Image entries on named regions
▼
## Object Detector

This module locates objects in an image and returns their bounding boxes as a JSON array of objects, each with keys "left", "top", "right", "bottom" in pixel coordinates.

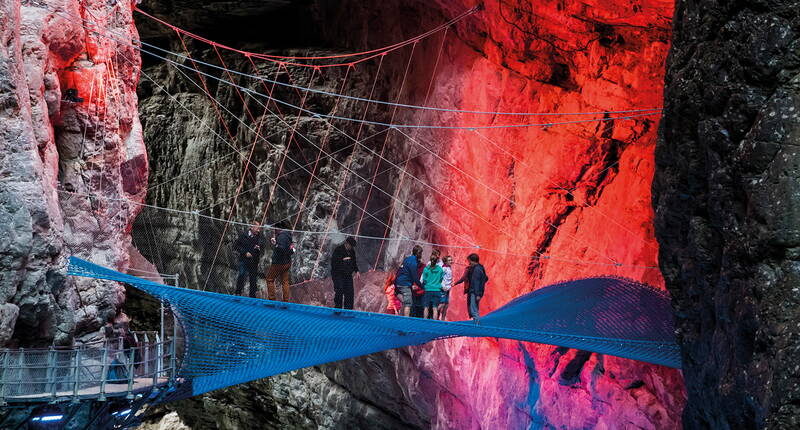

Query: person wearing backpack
[
  {"left": 331, "top": 237, "right": 358, "bottom": 309},
  {"left": 422, "top": 253, "right": 444, "bottom": 319},
  {"left": 453, "top": 254, "right": 489, "bottom": 323},
  {"left": 439, "top": 255, "right": 453, "bottom": 321},
  {"left": 394, "top": 245, "right": 422, "bottom": 316}
]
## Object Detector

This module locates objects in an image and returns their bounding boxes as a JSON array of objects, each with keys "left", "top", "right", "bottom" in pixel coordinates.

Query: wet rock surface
[
  {"left": 134, "top": 1, "right": 684, "bottom": 428},
  {"left": 0, "top": 0, "right": 147, "bottom": 346},
  {"left": 653, "top": 1, "right": 800, "bottom": 429}
]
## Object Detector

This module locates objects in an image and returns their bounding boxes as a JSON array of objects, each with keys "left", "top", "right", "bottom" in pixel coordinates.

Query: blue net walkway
[{"left": 68, "top": 257, "right": 681, "bottom": 395}]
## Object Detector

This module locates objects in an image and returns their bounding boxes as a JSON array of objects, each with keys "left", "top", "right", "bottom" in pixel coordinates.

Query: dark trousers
[
  {"left": 467, "top": 292, "right": 483, "bottom": 319},
  {"left": 267, "top": 263, "right": 292, "bottom": 302},
  {"left": 411, "top": 293, "right": 425, "bottom": 318},
  {"left": 236, "top": 260, "right": 258, "bottom": 297},
  {"left": 331, "top": 274, "right": 354, "bottom": 309}
]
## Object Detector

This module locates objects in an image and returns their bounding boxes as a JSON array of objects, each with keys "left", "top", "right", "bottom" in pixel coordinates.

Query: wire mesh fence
[{"left": 0, "top": 332, "right": 180, "bottom": 402}]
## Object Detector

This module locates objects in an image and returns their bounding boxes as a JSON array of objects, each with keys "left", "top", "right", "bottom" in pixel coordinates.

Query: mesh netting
[{"left": 69, "top": 257, "right": 680, "bottom": 394}]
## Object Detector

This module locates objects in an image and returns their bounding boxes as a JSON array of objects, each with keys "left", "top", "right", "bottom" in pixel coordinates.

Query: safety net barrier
[{"left": 68, "top": 257, "right": 681, "bottom": 395}]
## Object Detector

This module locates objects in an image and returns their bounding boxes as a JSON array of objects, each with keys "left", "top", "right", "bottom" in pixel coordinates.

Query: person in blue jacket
[{"left": 394, "top": 245, "right": 422, "bottom": 316}]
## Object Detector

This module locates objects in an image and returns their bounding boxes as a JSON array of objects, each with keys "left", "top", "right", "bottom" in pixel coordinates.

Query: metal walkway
[
  {"left": 0, "top": 332, "right": 178, "bottom": 405},
  {"left": 69, "top": 257, "right": 681, "bottom": 395}
]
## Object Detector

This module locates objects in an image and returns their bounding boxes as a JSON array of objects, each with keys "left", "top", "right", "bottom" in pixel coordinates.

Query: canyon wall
[
  {"left": 0, "top": 0, "right": 147, "bottom": 346},
  {"left": 134, "top": 1, "right": 684, "bottom": 428},
  {"left": 653, "top": 1, "right": 800, "bottom": 429}
]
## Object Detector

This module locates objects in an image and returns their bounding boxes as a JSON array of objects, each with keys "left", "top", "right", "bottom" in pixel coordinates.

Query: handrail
[{"left": 0, "top": 334, "right": 178, "bottom": 405}]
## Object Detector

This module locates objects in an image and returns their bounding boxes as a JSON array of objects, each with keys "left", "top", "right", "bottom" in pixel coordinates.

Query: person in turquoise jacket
[{"left": 422, "top": 254, "right": 444, "bottom": 319}]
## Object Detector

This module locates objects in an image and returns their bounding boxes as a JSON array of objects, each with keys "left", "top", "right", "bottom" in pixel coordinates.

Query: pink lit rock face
[
  {"left": 338, "top": 1, "right": 685, "bottom": 429},
  {"left": 0, "top": 0, "right": 147, "bottom": 345}
]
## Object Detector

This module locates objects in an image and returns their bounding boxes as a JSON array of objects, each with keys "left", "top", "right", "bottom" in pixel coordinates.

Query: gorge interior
[{"left": 3, "top": 0, "right": 685, "bottom": 428}]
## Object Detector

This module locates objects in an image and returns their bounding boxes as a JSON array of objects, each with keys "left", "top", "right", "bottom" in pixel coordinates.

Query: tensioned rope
[
  {"left": 55, "top": 12, "right": 662, "bottom": 121},
  {"left": 131, "top": 26, "right": 488, "bottom": 249},
  {"left": 356, "top": 43, "right": 417, "bottom": 234},
  {"left": 472, "top": 130, "right": 657, "bottom": 254},
  {"left": 173, "top": 33, "right": 274, "bottom": 292},
  {"left": 135, "top": 6, "right": 480, "bottom": 68},
  {"left": 311, "top": 55, "right": 385, "bottom": 274},
  {"left": 136, "top": 60, "right": 658, "bottom": 269},
  {"left": 390, "top": 126, "right": 617, "bottom": 263},
  {"left": 131, "top": 14, "right": 617, "bottom": 263},
  {"left": 67, "top": 257, "right": 681, "bottom": 395},
  {"left": 58, "top": 189, "right": 659, "bottom": 269},
  {"left": 162, "top": 58, "right": 655, "bottom": 268},
  {"left": 152, "top": 58, "right": 424, "bottom": 244},
  {"left": 292, "top": 67, "right": 352, "bottom": 232},
  {"left": 375, "top": 29, "right": 449, "bottom": 268},
  {"left": 134, "top": 42, "right": 661, "bottom": 130},
  {"left": 64, "top": 11, "right": 664, "bottom": 272},
  {"left": 261, "top": 69, "right": 317, "bottom": 224}
]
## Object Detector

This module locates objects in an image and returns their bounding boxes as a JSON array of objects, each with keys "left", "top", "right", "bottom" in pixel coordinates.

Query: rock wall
[
  {"left": 653, "top": 1, "right": 800, "bottom": 429},
  {"left": 372, "top": 2, "right": 684, "bottom": 428},
  {"left": 134, "top": 0, "right": 684, "bottom": 428},
  {"left": 0, "top": 0, "right": 147, "bottom": 346}
]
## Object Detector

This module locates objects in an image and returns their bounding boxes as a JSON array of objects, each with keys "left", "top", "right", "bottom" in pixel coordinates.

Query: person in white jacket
[{"left": 439, "top": 255, "right": 453, "bottom": 321}]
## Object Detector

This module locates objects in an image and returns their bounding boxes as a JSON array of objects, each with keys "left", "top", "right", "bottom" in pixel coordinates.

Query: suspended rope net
[
  {"left": 68, "top": 257, "right": 680, "bottom": 395},
  {"left": 50, "top": 2, "right": 680, "bottom": 406}
]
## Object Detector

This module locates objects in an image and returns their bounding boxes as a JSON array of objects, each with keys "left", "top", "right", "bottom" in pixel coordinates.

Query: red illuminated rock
[
  {"left": 0, "top": 0, "right": 147, "bottom": 344},
  {"left": 376, "top": 1, "right": 685, "bottom": 429}
]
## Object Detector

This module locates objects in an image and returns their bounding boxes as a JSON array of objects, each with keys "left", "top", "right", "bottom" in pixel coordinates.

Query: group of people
[
  {"left": 385, "top": 245, "right": 489, "bottom": 322},
  {"left": 234, "top": 224, "right": 489, "bottom": 321},
  {"left": 234, "top": 223, "right": 294, "bottom": 302}
]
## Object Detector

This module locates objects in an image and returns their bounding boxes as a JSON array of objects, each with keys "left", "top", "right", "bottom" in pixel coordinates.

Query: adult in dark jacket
[
  {"left": 453, "top": 254, "right": 489, "bottom": 322},
  {"left": 331, "top": 237, "right": 358, "bottom": 309},
  {"left": 233, "top": 223, "right": 264, "bottom": 297},
  {"left": 394, "top": 245, "right": 422, "bottom": 316},
  {"left": 267, "top": 224, "right": 294, "bottom": 302}
]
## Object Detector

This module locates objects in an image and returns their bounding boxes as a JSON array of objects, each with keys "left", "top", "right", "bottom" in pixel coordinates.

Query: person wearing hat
[{"left": 331, "top": 237, "right": 358, "bottom": 309}]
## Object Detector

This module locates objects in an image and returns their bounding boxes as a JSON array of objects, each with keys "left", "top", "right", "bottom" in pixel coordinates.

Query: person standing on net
[
  {"left": 439, "top": 255, "right": 453, "bottom": 321},
  {"left": 453, "top": 254, "right": 489, "bottom": 323},
  {"left": 267, "top": 223, "right": 294, "bottom": 302},
  {"left": 422, "top": 253, "right": 444, "bottom": 320},
  {"left": 331, "top": 237, "right": 358, "bottom": 309},
  {"left": 233, "top": 223, "right": 264, "bottom": 297},
  {"left": 394, "top": 245, "right": 422, "bottom": 316}
]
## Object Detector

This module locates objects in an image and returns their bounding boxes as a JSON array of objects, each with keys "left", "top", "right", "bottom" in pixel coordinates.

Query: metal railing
[{"left": 0, "top": 332, "right": 178, "bottom": 405}]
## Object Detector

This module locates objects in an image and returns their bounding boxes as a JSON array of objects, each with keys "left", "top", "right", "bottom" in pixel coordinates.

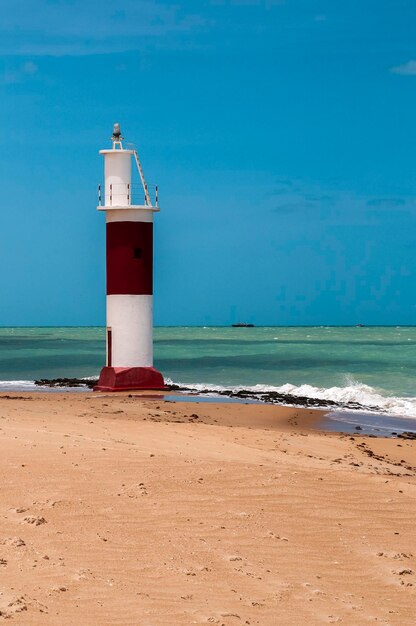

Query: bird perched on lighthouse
[{"left": 95, "top": 124, "right": 164, "bottom": 391}]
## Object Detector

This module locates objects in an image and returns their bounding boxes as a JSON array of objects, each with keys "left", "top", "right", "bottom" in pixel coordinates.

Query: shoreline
[
  {"left": 0, "top": 392, "right": 416, "bottom": 626},
  {"left": 0, "top": 378, "right": 416, "bottom": 439}
]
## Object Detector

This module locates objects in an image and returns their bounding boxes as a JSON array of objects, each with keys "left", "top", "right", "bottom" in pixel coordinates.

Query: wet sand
[{"left": 0, "top": 393, "right": 416, "bottom": 626}]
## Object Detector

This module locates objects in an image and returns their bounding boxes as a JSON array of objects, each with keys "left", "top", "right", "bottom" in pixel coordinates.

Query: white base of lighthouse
[{"left": 107, "top": 295, "right": 153, "bottom": 367}]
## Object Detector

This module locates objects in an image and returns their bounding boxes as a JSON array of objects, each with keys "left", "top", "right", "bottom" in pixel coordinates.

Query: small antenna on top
[{"left": 111, "top": 122, "right": 124, "bottom": 148}]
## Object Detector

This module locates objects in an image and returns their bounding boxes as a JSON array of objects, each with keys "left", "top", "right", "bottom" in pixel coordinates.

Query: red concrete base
[{"left": 94, "top": 367, "right": 166, "bottom": 391}]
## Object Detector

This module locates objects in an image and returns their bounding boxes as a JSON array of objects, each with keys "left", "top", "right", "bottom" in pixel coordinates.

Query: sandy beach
[{"left": 0, "top": 393, "right": 416, "bottom": 626}]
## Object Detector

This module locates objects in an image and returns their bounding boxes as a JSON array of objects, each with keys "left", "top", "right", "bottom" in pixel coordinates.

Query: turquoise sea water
[{"left": 0, "top": 327, "right": 416, "bottom": 415}]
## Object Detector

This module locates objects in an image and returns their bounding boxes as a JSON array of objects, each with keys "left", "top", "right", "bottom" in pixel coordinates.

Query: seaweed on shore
[{"left": 35, "top": 378, "right": 98, "bottom": 389}]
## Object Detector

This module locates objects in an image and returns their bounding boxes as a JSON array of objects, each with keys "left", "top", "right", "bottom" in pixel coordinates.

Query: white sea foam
[
  {"left": 0, "top": 380, "right": 90, "bottom": 393},
  {"left": 0, "top": 377, "right": 416, "bottom": 417},
  {"left": 167, "top": 380, "right": 416, "bottom": 417}
]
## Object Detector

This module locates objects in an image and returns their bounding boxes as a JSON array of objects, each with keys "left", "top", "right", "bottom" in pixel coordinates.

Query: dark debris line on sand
[
  {"left": 30, "top": 378, "right": 416, "bottom": 440},
  {"left": 35, "top": 378, "right": 378, "bottom": 411}
]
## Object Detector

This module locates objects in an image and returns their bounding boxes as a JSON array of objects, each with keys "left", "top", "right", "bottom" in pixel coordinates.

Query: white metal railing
[{"left": 98, "top": 183, "right": 159, "bottom": 207}]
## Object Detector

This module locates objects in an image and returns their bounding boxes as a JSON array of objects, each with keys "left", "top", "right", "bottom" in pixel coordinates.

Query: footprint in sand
[{"left": 23, "top": 515, "right": 47, "bottom": 526}]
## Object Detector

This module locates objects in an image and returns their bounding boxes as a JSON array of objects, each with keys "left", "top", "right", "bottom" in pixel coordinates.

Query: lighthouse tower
[{"left": 95, "top": 124, "right": 164, "bottom": 391}]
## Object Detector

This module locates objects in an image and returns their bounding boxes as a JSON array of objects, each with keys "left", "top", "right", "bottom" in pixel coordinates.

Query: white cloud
[
  {"left": 390, "top": 60, "right": 416, "bottom": 76},
  {"left": 0, "top": 0, "right": 205, "bottom": 56}
]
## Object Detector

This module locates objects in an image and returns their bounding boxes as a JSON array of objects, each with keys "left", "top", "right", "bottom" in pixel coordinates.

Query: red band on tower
[{"left": 107, "top": 222, "right": 153, "bottom": 295}]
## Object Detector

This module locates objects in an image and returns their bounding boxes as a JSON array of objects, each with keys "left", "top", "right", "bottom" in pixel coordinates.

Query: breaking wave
[
  {"left": 166, "top": 380, "right": 416, "bottom": 417},
  {"left": 0, "top": 377, "right": 416, "bottom": 417}
]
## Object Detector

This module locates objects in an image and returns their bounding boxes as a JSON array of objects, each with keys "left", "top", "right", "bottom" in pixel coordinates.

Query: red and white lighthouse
[{"left": 95, "top": 124, "right": 164, "bottom": 391}]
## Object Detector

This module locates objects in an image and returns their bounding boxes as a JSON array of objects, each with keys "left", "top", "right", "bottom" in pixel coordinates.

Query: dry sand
[{"left": 0, "top": 393, "right": 416, "bottom": 626}]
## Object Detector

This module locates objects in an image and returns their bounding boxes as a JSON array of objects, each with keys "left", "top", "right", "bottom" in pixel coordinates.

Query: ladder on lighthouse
[{"left": 133, "top": 150, "right": 152, "bottom": 206}]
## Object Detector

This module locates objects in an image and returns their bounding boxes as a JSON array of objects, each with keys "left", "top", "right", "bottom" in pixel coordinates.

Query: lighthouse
[{"left": 95, "top": 124, "right": 164, "bottom": 391}]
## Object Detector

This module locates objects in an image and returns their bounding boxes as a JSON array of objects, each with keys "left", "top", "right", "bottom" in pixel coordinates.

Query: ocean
[{"left": 0, "top": 326, "right": 416, "bottom": 417}]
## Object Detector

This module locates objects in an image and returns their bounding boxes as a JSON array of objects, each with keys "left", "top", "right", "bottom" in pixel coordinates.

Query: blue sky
[{"left": 0, "top": 0, "right": 416, "bottom": 325}]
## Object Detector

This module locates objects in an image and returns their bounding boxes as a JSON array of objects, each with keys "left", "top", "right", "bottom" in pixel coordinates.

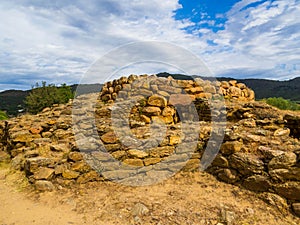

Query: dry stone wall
[
  {"left": 101, "top": 75, "right": 255, "bottom": 101},
  {"left": 0, "top": 76, "right": 300, "bottom": 216}
]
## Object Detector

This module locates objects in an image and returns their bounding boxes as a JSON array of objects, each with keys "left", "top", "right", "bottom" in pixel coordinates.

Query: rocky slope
[{"left": 0, "top": 76, "right": 300, "bottom": 221}]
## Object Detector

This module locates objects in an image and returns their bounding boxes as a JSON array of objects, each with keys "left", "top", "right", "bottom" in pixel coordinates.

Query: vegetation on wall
[
  {"left": 25, "top": 81, "right": 74, "bottom": 114},
  {"left": 0, "top": 110, "right": 8, "bottom": 120}
]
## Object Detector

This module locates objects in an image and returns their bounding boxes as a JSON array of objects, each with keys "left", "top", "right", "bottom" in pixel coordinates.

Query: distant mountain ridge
[
  {"left": 0, "top": 73, "right": 300, "bottom": 115},
  {"left": 0, "top": 84, "right": 102, "bottom": 116}
]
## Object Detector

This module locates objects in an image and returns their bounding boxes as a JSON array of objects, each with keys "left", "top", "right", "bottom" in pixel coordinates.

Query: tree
[{"left": 25, "top": 81, "right": 74, "bottom": 114}]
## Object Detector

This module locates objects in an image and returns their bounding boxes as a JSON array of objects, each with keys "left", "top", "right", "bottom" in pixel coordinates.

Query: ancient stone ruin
[{"left": 0, "top": 75, "right": 300, "bottom": 216}]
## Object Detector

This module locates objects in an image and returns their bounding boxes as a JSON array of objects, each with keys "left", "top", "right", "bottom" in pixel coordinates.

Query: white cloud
[
  {"left": 0, "top": 0, "right": 206, "bottom": 87},
  {"left": 199, "top": 0, "right": 300, "bottom": 79}
]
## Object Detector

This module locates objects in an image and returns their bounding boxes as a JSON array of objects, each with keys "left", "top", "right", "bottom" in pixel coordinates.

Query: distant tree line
[
  {"left": 25, "top": 81, "right": 74, "bottom": 114},
  {"left": 264, "top": 97, "right": 300, "bottom": 111}
]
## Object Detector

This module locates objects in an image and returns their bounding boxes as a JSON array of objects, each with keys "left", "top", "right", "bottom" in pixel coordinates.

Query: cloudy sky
[{"left": 0, "top": 0, "right": 300, "bottom": 90}]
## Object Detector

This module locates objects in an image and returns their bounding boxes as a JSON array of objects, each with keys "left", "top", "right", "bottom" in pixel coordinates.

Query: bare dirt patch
[{"left": 0, "top": 165, "right": 300, "bottom": 225}]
▲
List each line from the entries above that contains the word "lighthouse". Copy each line in full.

Query: bird perched on lighthouse
Query: white base of lighthouse
Query: lighthouse tower
Query: red and white lighthouse
Query: ladder on lighthouse
Query: lighthouse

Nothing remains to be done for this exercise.